→ Stated problem: Report each line of the material below that contains the word "bowl", copying every such line in full.

→ Entries provided:
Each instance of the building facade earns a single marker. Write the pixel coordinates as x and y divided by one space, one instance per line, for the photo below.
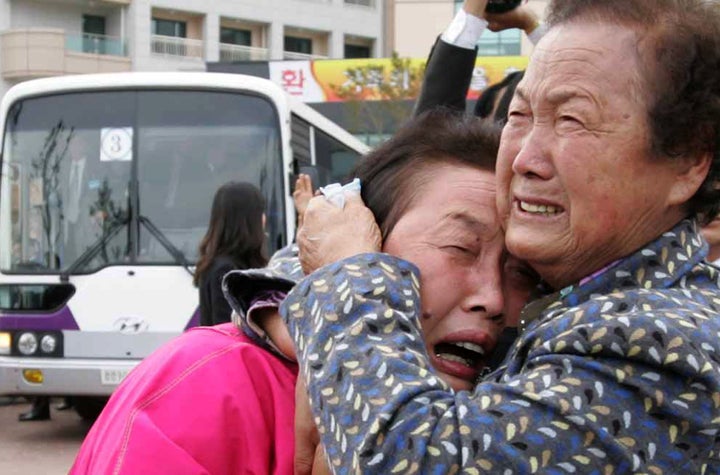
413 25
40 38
==
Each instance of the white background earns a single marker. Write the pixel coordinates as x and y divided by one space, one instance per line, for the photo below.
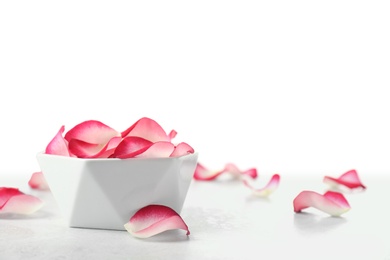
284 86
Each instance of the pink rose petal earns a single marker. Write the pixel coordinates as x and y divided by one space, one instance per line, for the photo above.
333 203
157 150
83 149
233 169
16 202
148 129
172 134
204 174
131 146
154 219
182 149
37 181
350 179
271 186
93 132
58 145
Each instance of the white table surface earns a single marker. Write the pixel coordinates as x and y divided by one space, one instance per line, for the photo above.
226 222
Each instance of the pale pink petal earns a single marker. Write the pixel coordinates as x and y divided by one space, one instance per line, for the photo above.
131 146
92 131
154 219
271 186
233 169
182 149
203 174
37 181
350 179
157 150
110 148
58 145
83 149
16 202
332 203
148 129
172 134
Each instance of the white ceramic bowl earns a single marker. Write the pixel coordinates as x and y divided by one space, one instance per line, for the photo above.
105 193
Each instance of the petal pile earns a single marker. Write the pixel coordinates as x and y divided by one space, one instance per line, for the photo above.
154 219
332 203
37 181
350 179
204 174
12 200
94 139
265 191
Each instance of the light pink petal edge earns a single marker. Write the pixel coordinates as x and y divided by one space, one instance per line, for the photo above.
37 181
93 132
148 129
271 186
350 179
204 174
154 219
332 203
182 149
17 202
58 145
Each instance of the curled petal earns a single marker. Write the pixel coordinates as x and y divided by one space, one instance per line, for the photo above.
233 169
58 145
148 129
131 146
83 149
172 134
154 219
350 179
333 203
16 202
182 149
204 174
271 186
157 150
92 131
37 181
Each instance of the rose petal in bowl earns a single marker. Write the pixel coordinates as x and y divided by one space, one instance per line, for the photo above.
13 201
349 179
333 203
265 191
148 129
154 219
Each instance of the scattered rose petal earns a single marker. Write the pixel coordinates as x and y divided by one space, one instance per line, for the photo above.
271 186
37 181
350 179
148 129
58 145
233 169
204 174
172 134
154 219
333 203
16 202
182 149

→ Exercise response:
Each instance of the white ceramic bowl earns a single marker. Write the pixel coordinates as x and y divided by one space, one instance per line, for the photo above.
Each instance of the rose petal in bowl earns a single marker. Write the pixel coordinates as x and y divided by one space, one instance per line, for the photo above.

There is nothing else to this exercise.